**Requirement a:** How many lines in the records below contain the string "followed"? Reply with the number alone.
[start Text excerpt]
Worshipping God is the highest of all religious obligations-and experiences. We are commanded to worship God. This is the solemn obligation which God has placed on every man. We ought to consider worship our most important duty toward God. It ought to be the very heart and center of our life. We must worship the Lord in holy fear. Especially must it be, evident that we are a god-fearing people by the attitude that we have toward the worship of God. We must say with the Psalmist, “But as for me, I will come into thy house in the multitude of thy mercy; and in thy fear will I worship toward thy holy temple.” We as Reformed people believe that God is absolutely sovereign. A sovereign God is One to Whom belongs all worship. He is One to Whom belongs all praise and honor and glory and adoration.
In past articles we have considered the fact that the proper fear of God is the heart of true Christianity. But there is today very little fear of God among men. Sadly this fear of God is absent also from many Christian churches. We too must ask ourselves whether we truly fear the Lord. If we are indeed a people who fear God this must be evident in our worship of God.
[end Text excerpt]
[start Listed records]
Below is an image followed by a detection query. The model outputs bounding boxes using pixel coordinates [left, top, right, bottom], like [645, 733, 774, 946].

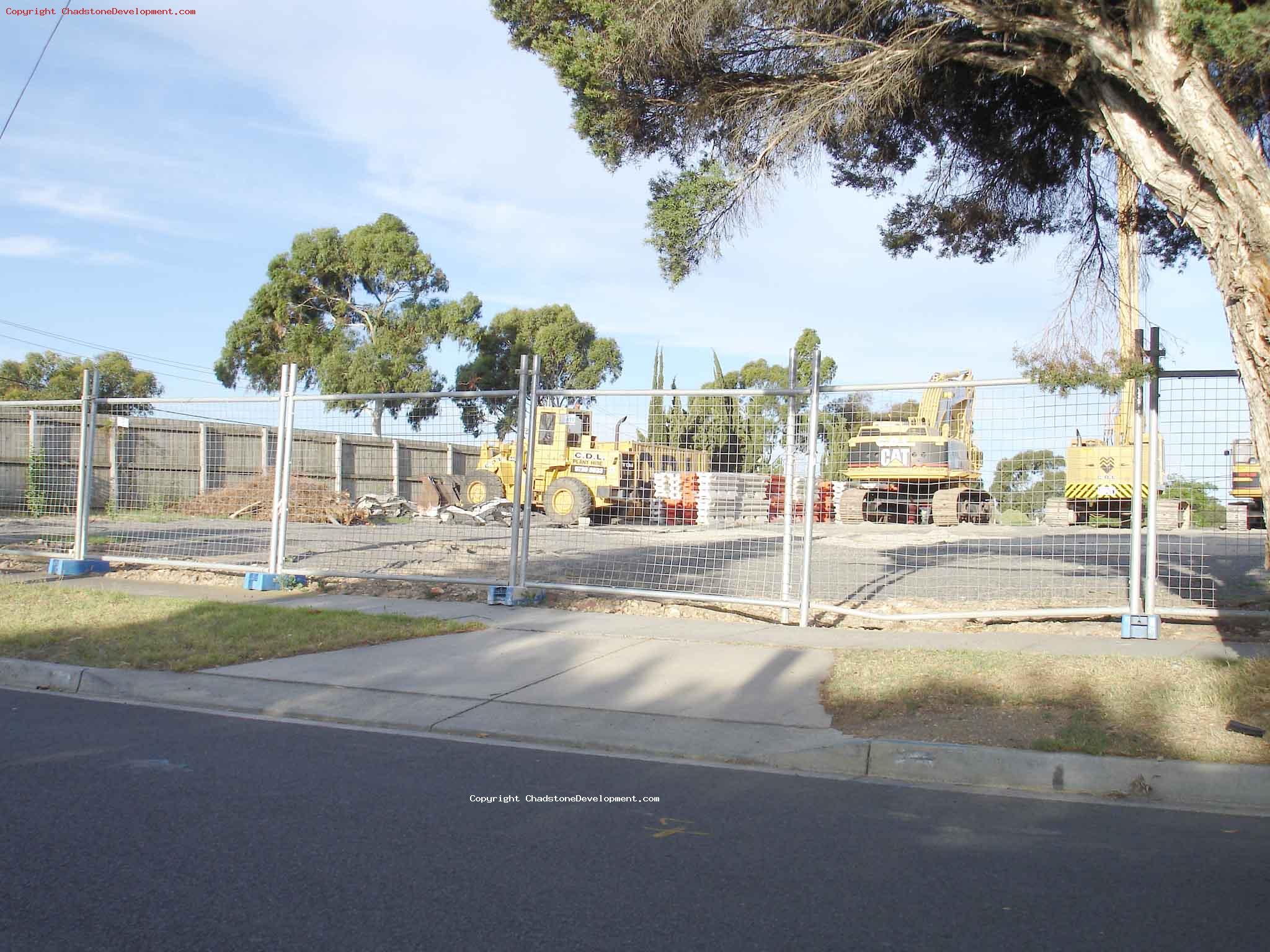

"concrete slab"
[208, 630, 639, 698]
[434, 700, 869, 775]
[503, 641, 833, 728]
[end Listed records]
**Requirement b:** Transcribe the text on worshipping God above, starting with "In past articles" and going on through "our worship of God.".

**Complete output a:** 1

**Complete output b:**
In past articles we have considered the fact that the proper fear of God is the heart of true Christianity. But there is today very little fear of God among men. Sadly this fear of God is absent also from many Christian churches. We too must ask ourselves whether we truly fear the Lord. If we are indeed a people who fear God this must be evident in our worship of God.